→ Problem details
Among the entries below, find the lines with the word "building" and copy them.

Items from a dataset:
-- -- --

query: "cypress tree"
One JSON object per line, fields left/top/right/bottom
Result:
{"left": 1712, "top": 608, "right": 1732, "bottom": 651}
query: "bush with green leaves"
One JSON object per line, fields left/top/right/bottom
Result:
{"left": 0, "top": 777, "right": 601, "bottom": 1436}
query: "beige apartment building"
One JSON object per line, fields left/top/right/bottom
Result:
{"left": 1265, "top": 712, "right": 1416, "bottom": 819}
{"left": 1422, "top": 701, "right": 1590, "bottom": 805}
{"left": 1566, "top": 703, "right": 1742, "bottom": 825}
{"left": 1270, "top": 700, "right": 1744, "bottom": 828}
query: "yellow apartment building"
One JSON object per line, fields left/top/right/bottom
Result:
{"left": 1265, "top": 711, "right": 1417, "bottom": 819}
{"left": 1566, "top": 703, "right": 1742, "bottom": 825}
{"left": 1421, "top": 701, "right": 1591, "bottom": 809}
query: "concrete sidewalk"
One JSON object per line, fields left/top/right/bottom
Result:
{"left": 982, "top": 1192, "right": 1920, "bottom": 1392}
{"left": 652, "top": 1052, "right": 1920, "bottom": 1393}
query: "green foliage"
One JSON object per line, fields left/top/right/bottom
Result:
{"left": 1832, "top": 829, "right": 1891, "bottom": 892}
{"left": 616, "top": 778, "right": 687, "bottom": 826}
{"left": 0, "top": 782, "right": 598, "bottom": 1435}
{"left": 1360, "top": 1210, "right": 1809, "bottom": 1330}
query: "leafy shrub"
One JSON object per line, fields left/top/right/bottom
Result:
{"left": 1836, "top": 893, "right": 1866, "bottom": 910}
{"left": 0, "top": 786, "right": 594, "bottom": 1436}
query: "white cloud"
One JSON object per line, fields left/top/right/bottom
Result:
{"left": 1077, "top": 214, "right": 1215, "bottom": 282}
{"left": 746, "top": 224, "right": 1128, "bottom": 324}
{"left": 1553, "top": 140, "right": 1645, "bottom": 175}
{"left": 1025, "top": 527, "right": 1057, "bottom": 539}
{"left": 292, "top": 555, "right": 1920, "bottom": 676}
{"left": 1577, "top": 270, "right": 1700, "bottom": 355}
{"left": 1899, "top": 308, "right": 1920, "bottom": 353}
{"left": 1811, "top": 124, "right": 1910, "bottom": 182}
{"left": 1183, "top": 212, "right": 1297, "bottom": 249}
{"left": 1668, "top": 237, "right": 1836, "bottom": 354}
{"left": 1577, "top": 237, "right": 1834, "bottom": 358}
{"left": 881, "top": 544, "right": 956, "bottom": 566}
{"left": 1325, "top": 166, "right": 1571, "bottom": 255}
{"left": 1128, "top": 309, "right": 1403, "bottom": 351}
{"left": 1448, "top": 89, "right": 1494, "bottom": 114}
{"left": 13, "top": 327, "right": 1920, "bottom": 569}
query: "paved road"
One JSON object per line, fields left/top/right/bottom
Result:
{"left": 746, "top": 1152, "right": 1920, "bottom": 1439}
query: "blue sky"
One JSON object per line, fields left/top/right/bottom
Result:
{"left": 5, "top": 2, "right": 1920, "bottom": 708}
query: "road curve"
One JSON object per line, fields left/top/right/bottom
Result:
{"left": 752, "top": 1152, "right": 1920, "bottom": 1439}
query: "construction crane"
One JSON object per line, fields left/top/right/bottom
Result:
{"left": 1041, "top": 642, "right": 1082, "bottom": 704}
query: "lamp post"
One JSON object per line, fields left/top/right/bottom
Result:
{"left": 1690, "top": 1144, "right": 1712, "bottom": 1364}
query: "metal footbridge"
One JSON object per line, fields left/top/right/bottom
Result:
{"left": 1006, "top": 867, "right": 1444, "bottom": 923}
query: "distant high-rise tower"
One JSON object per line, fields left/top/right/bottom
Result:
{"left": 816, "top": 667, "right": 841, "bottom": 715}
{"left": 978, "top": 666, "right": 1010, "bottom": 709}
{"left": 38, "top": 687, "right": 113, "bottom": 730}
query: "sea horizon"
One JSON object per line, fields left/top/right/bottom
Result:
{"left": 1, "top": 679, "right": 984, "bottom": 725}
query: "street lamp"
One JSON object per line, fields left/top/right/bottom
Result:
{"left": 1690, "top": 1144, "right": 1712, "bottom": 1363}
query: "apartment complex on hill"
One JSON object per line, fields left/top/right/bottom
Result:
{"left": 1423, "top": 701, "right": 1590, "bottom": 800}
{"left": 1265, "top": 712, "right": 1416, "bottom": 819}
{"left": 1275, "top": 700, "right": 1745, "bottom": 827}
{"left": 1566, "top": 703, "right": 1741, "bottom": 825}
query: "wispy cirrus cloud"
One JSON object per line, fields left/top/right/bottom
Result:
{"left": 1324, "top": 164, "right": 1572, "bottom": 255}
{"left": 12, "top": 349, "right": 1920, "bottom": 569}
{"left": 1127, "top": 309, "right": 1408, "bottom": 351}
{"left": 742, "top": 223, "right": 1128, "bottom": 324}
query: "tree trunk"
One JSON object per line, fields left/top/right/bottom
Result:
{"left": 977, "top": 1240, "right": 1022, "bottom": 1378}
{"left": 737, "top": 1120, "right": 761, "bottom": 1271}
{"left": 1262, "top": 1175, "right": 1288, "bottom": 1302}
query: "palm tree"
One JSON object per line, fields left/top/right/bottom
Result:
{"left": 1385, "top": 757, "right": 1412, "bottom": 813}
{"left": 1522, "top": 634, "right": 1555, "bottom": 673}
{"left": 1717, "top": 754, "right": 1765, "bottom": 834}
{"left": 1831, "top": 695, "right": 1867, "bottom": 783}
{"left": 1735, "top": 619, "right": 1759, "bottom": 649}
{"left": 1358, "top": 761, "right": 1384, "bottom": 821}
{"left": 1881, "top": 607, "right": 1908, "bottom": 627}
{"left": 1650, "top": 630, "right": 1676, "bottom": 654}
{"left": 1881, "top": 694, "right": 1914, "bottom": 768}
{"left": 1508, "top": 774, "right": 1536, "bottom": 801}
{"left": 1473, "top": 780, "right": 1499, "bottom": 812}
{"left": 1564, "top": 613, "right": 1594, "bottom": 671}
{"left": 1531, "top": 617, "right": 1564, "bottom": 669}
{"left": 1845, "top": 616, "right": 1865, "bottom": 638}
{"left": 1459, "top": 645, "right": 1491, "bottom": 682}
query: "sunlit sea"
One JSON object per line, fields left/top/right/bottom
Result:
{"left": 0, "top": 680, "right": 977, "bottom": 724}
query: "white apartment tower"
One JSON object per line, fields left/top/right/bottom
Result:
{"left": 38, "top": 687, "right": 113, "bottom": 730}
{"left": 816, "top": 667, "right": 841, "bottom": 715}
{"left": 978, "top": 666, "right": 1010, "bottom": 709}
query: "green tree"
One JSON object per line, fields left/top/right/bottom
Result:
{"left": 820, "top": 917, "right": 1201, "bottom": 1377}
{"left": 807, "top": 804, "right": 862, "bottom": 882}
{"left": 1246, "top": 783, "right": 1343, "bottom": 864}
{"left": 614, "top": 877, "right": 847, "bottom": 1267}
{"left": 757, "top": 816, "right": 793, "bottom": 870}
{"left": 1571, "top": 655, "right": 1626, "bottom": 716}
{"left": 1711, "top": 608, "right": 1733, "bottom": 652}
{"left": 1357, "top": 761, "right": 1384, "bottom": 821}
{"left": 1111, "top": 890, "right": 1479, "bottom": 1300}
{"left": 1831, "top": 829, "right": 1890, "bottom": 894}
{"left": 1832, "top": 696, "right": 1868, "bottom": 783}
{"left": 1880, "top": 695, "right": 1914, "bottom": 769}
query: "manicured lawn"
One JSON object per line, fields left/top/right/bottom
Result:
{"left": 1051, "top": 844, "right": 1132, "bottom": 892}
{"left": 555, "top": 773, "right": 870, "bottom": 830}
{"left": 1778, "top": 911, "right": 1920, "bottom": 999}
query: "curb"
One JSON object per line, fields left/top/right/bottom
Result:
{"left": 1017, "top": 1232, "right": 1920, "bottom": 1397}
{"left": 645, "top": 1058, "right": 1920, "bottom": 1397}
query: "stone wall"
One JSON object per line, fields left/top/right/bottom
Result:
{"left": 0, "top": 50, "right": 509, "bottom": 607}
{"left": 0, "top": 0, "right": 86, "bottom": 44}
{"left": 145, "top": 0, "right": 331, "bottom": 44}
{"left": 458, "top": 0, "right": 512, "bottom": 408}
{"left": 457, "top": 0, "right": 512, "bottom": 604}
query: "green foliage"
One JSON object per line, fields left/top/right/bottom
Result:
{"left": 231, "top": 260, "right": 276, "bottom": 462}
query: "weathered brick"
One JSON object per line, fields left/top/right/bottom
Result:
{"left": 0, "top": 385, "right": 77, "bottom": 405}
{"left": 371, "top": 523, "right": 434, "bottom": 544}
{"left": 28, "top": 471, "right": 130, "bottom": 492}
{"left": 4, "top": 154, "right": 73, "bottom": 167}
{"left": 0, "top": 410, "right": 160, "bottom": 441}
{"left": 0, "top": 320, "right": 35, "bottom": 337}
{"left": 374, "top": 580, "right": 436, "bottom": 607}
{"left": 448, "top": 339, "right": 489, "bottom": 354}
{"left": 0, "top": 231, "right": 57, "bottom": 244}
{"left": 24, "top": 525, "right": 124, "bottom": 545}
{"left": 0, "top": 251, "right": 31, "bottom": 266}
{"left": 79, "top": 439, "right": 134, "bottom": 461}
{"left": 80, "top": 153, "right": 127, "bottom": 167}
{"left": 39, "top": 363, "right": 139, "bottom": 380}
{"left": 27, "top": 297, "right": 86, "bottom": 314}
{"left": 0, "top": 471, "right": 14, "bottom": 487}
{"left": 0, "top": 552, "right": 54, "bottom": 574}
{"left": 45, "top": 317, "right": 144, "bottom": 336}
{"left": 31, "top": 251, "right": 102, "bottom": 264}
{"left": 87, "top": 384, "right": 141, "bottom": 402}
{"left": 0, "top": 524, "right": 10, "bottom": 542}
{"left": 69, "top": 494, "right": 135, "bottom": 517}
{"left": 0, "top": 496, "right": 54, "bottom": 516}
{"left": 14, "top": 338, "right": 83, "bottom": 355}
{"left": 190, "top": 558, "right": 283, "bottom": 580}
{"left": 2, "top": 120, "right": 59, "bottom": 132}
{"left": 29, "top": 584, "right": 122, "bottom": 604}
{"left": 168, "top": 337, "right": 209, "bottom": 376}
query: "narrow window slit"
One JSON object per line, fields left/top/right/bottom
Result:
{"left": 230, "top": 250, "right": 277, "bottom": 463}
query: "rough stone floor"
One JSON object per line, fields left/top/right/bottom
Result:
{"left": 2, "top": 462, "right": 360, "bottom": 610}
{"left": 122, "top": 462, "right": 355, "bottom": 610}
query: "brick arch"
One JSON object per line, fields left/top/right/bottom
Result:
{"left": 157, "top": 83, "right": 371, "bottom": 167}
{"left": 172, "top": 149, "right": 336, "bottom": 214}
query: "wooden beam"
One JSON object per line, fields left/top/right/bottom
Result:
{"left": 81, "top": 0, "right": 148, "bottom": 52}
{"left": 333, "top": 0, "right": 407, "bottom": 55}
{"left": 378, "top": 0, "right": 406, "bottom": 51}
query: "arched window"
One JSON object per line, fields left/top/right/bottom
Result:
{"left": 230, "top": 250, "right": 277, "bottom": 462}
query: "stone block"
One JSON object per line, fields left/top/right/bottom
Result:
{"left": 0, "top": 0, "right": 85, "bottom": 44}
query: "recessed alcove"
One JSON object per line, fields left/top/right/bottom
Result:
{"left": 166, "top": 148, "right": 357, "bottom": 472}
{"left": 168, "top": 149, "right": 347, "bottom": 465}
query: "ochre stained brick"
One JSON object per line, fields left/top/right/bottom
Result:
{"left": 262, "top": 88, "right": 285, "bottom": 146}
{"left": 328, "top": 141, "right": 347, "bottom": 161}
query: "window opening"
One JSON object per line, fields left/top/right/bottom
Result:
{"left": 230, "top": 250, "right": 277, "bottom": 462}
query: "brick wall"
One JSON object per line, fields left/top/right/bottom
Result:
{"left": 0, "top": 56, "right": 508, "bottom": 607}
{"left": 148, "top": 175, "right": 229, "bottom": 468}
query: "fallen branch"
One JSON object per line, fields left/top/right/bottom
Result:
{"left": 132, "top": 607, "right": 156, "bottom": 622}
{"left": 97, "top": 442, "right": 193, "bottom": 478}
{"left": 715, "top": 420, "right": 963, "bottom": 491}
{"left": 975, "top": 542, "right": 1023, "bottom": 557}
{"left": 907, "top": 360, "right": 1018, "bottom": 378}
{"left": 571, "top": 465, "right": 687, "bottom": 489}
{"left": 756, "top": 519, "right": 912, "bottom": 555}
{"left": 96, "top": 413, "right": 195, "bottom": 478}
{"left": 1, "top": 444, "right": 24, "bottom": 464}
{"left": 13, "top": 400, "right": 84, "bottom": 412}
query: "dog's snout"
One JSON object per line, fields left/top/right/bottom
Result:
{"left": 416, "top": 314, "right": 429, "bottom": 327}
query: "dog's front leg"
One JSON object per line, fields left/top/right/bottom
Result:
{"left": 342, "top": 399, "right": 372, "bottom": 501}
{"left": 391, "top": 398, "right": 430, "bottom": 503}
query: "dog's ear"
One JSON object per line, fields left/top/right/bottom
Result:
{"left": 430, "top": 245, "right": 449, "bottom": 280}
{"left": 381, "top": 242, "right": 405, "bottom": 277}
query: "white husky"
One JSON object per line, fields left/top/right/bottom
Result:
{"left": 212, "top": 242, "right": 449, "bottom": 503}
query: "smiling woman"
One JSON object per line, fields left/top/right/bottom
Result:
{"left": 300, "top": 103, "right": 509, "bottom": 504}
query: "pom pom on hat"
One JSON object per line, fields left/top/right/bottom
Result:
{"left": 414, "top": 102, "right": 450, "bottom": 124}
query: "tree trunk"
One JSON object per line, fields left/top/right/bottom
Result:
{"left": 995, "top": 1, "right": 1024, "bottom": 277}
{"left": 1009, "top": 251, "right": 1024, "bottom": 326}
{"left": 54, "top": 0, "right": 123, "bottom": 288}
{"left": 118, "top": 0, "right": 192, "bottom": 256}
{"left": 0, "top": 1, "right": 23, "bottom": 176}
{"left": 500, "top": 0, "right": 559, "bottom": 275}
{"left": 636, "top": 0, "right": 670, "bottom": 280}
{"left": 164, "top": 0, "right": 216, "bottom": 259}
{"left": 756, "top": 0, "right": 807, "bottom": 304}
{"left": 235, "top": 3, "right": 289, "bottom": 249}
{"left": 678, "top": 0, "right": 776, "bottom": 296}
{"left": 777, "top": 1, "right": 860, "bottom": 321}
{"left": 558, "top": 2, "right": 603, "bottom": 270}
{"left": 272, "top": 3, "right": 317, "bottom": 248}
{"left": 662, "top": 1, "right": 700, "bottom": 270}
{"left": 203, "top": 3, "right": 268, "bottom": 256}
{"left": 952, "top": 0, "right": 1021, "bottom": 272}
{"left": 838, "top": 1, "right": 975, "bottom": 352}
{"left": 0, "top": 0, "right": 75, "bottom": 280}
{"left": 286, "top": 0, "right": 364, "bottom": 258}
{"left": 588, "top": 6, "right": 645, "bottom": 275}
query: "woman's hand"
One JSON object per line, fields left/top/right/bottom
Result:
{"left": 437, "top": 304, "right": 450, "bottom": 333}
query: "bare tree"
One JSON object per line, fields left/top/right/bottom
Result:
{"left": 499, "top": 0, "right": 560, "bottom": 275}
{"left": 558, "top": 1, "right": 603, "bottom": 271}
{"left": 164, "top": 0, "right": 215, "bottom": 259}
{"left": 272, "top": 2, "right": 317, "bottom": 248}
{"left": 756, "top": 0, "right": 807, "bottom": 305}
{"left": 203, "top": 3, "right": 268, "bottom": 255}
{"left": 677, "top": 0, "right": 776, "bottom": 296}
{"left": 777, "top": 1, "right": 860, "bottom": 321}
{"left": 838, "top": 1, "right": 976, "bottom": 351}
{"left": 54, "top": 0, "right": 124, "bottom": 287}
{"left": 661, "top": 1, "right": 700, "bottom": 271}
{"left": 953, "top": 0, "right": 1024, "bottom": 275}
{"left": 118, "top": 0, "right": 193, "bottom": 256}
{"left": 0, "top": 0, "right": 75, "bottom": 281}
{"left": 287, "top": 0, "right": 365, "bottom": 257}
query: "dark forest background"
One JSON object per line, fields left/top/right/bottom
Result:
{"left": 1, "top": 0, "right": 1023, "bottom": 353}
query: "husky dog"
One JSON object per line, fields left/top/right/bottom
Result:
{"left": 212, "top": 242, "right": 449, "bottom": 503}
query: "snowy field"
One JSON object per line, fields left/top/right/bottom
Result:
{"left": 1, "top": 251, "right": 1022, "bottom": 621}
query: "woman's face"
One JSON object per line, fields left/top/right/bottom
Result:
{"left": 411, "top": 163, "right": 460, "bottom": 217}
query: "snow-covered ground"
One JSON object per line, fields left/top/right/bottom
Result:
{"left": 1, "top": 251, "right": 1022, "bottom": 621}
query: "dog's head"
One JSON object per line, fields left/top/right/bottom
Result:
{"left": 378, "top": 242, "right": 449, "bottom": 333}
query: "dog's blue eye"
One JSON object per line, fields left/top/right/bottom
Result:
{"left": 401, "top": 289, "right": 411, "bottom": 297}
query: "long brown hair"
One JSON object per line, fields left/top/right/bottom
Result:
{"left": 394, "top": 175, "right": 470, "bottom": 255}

-- -- --

→ Solution for this exercise
query: "beige apartment building"
query: "yellow apartment building"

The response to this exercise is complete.